**Exercise inputs**
+ + + + +
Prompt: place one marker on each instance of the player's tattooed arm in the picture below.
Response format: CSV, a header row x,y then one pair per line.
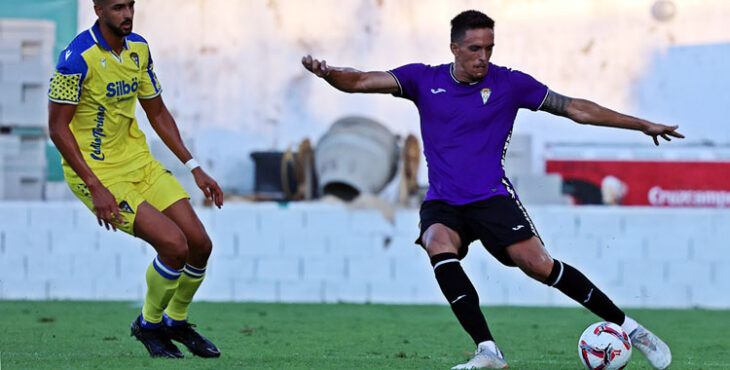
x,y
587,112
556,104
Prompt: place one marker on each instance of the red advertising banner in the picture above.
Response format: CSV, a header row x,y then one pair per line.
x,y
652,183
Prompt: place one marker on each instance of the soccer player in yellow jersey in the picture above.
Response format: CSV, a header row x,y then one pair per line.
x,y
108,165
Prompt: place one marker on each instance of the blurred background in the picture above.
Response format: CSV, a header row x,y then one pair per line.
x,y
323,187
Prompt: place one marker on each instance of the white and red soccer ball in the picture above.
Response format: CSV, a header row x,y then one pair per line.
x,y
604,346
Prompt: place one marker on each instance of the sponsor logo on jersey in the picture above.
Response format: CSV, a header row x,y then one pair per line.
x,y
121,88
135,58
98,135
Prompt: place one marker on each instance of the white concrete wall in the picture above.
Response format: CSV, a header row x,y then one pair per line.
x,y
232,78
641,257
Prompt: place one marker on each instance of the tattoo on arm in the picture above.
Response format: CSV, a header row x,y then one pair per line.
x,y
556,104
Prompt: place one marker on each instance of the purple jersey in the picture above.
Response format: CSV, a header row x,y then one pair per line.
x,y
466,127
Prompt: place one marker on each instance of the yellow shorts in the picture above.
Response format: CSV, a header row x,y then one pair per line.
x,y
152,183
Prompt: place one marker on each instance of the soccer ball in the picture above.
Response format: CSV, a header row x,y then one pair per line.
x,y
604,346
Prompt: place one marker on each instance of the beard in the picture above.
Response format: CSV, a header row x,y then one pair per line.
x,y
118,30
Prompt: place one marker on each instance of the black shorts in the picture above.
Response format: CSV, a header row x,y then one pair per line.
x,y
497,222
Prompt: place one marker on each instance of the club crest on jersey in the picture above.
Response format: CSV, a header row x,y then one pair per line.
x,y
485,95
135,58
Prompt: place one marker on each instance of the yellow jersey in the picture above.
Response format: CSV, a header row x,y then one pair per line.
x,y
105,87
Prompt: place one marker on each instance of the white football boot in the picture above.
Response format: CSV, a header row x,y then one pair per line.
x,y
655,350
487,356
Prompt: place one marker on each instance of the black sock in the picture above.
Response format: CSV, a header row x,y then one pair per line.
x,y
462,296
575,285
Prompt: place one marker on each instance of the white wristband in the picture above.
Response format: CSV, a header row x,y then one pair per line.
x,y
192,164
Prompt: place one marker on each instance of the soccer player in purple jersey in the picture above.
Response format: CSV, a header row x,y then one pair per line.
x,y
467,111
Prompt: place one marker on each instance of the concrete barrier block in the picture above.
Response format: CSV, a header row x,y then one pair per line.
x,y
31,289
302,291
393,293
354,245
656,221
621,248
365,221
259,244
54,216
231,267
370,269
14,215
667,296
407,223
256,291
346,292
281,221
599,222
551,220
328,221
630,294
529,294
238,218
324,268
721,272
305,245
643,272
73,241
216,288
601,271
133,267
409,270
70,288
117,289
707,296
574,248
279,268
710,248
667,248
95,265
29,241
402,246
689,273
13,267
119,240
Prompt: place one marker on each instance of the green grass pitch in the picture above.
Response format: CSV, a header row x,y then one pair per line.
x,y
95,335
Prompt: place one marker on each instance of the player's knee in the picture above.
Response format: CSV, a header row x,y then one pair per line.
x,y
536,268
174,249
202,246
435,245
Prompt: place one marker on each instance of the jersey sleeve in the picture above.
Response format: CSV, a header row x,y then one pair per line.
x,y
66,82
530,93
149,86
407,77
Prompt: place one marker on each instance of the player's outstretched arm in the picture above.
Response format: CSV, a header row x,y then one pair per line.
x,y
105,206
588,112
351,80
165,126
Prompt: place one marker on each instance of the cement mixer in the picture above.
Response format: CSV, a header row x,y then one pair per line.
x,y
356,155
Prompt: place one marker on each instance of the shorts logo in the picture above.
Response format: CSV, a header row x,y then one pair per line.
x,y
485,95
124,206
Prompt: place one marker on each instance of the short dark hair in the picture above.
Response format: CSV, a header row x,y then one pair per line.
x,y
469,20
+ + + + +
If a line in the entries above contains "white", report it.

**Finished task**
Prompt: place one marker on each instance of the white and red soccer ball in the picture above.
Prompt: place one marker on each instance of the white concrete wall in the picture above.
Prompt: place one marker on each instance of the white football boot in the picture above.
Prompt: place one marker on each instance of the white wristband in the picture above.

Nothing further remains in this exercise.